BEGIN Data in this exercise

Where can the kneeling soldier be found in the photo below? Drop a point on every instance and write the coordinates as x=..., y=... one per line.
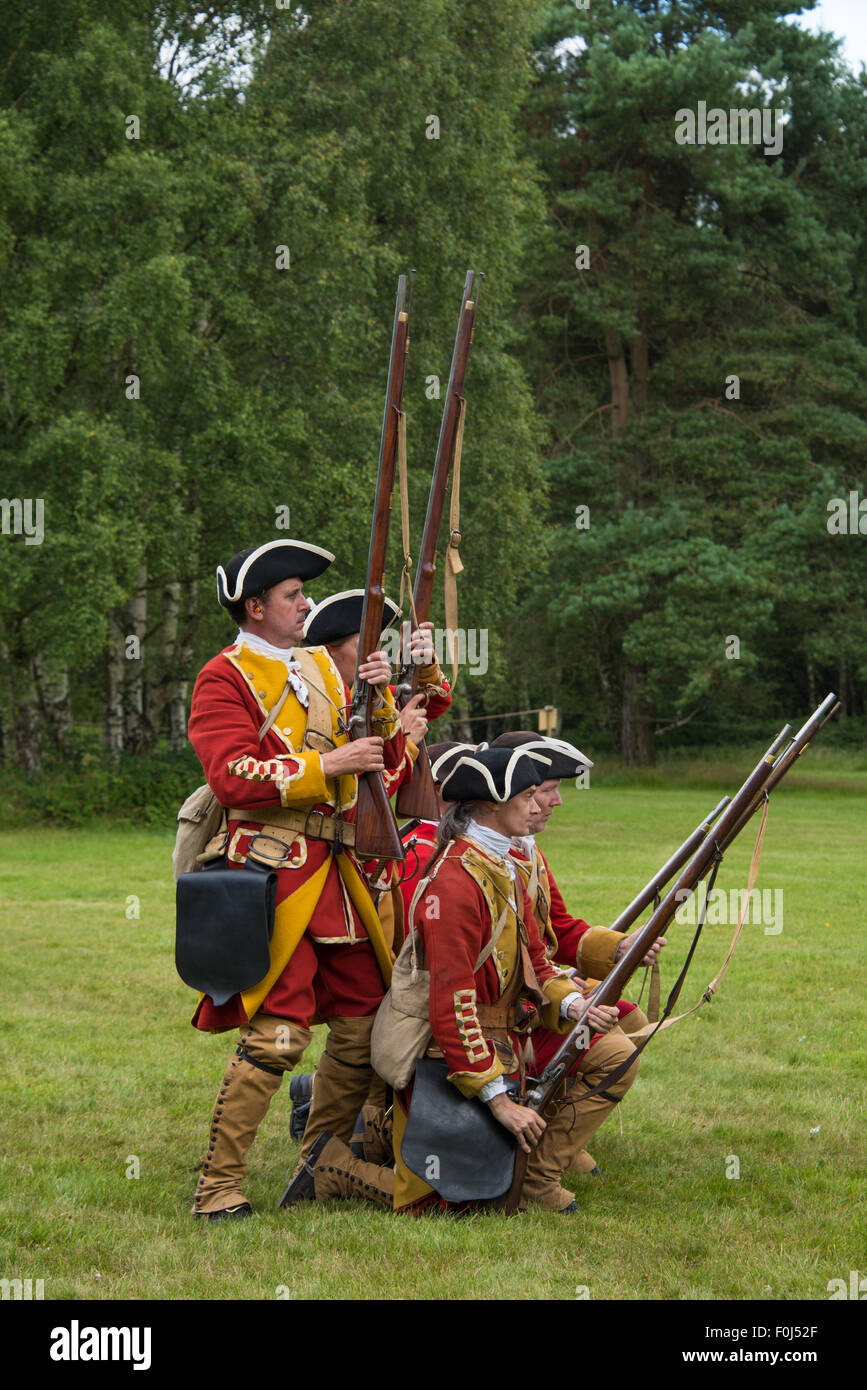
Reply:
x=492, y=986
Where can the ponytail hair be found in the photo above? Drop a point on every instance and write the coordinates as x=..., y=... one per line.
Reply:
x=456, y=820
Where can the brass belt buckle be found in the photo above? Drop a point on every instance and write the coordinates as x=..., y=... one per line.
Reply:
x=314, y=834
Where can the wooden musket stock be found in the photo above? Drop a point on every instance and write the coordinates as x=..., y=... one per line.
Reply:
x=417, y=797
x=377, y=834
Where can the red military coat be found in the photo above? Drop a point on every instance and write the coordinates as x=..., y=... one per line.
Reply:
x=318, y=894
x=456, y=915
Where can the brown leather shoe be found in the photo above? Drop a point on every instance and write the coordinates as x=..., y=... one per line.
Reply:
x=302, y=1189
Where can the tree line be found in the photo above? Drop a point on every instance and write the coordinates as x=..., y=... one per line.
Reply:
x=202, y=220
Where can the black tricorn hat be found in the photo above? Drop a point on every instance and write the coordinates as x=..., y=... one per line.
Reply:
x=260, y=566
x=339, y=616
x=492, y=774
x=566, y=761
x=442, y=756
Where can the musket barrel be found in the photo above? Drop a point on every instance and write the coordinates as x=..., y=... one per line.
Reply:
x=670, y=868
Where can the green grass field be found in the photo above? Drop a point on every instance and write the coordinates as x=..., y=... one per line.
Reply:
x=100, y=1068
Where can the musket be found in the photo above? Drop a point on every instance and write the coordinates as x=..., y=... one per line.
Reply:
x=766, y=774
x=791, y=754
x=680, y=856
x=377, y=834
x=417, y=797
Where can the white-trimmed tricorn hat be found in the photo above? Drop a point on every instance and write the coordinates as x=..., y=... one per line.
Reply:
x=566, y=761
x=492, y=774
x=339, y=616
x=261, y=566
x=443, y=755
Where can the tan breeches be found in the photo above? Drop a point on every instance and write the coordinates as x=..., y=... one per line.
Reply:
x=573, y=1121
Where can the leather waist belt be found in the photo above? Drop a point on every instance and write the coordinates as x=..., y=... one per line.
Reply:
x=316, y=824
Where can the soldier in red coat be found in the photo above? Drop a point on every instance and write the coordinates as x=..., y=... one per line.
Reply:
x=268, y=726
x=492, y=986
x=588, y=951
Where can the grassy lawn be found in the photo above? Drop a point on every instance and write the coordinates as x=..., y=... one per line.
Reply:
x=100, y=1068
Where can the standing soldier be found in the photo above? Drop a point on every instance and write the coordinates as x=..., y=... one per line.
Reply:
x=335, y=624
x=267, y=723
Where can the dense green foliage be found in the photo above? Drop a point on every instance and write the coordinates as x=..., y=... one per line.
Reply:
x=202, y=221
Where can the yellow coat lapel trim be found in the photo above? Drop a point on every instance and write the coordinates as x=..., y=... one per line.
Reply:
x=291, y=922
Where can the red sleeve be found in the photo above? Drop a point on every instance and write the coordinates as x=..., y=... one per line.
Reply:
x=567, y=929
x=425, y=849
x=438, y=704
x=223, y=729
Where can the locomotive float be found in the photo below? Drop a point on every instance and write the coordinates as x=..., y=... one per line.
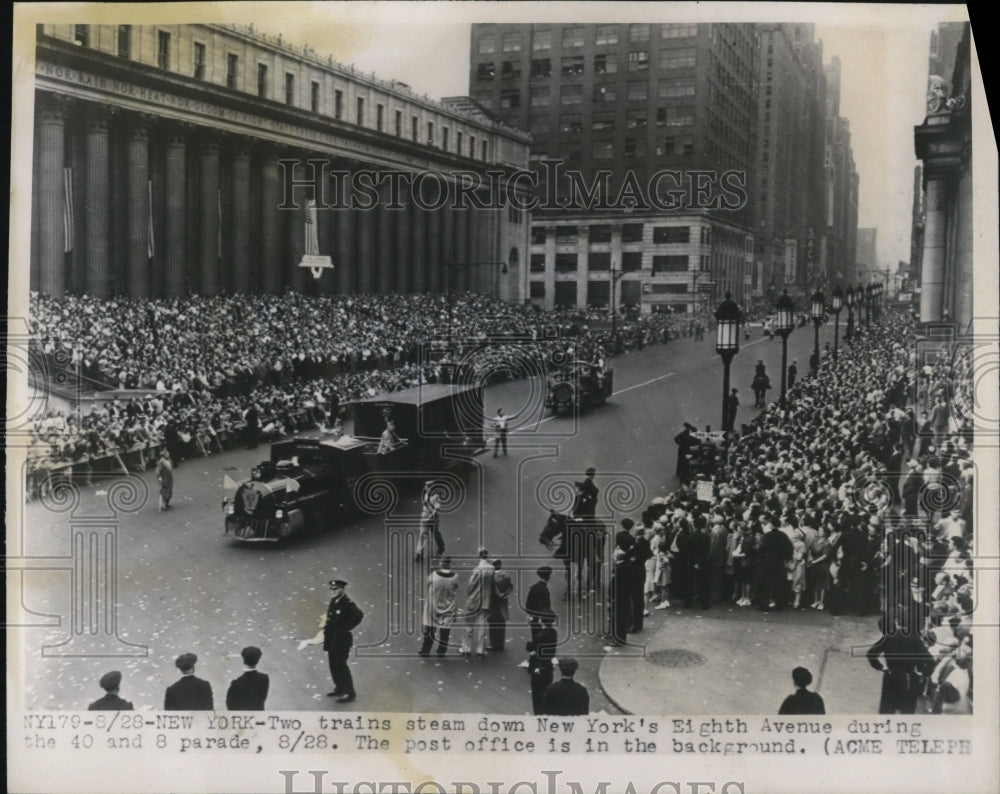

END Data in this exercise

● Goal of the exercise
If an entry above holds a picture, leave that picture out and print the rest exactly.

● Solution for this task
Where can the kneeling soldier be found in the photo below? Drop a point on every instance and write the coordinates as x=..., y=... one per line.
Reply:
x=492, y=986
Where can the ponytail hair be found in the photo above? Drop a point on every instance and write the coordinates as x=..., y=... one per line.
Reply:
x=456, y=820
Where can the brass belt buckle be found in the photo above? Drop a point on every instance and write the coordinates as x=..., y=... one per line.
Reply:
x=314, y=834
Where can the wooden musket stock be found in the photo above? Drop a point on every instance and write the coordinates as x=..., y=... one per line.
Reply:
x=417, y=797
x=377, y=834
Where can the red military coat be found in the photo above? Drop a point on every instance and write the coordinates as x=..., y=... one per line.
Reply:
x=318, y=894
x=456, y=915
Where can the brown leather shoe be found in the photo above? Drop a point on every instance and write the coordinates as x=..., y=... one per line.
Reply:
x=302, y=1189
Where can the tree line be found in the photo above? Drop a point on every instance and write the coordinates as x=..., y=... one per line.
Reply:
x=202, y=220
Where can the black tricorn hat be found in the photo above? Drop a point on every instance and write the coordinates as x=..., y=... one per line.
Reply:
x=260, y=566
x=339, y=616
x=492, y=774
x=566, y=761
x=442, y=756
Where can the musket barrel be found in the photo above? Drop a point on every instance and write the coordinates as x=..., y=... one per line.
Reply:
x=670, y=868
Where can the green grass field be found in the photo above? Drop a point on every instance and write the coordinates as x=..., y=... one per line.
Reply:
x=100, y=1068
Where can the musket be found in the photo above? Drop a point on every instance and write the coordinates as x=..., y=... one per line.
Reply:
x=766, y=774
x=791, y=754
x=680, y=856
x=377, y=834
x=417, y=797
Where can the white-trimmed tricorn hat be found in the photo above? Drop a point on every instance and write the coordinates as x=..., y=... one per line.
Reply:
x=566, y=761
x=492, y=774
x=339, y=616
x=261, y=566
x=443, y=755
Where can the tan breeches be found in the photo above? Drop a point on every instance and write the coordinates as x=..., y=... one per line.
Reply:
x=573, y=1121
Where can the leather waist belt be found in the photo above? Drop a point on every instance and write the coordinates as x=..., y=... one per line.
Reply:
x=316, y=824
Where can the soldier in red coat be found in the photo above? Drop a point on every instance and write the coordinates as x=..., y=... one per line.
Reply:
x=268, y=726
x=492, y=986
x=588, y=951
Where can the grassy lawn be found in the photo above? Drop a point on every instance and write the coordinates as x=..., y=... one per line.
Reply:
x=100, y=1068
Where can the standing soldier be found in the photo above? Drop a point on every instance and write the coordinates as x=..., y=... one per line.
Reply:
x=335, y=624
x=267, y=723
Where can the dense green foliage be found in the photo above? Drop a point on every instance and write the coordinates as x=..., y=... one per line.
Reply:
x=202, y=221
Where can the yellow coat lapel trim be found in the photo above? Drop a point on every instance and write the coordinates as x=..., y=... one per line.
Reply:
x=291, y=922
Where can the red sleeve be found in the photo above? Drop a point on every instance and write the coordinates as x=..., y=... one per line.
Reply:
x=567, y=929
x=425, y=849
x=438, y=704
x=223, y=729
Where can the locomotive float be found in the photo below? Drop a point on every instance and write the coordinates as x=..., y=... one per line.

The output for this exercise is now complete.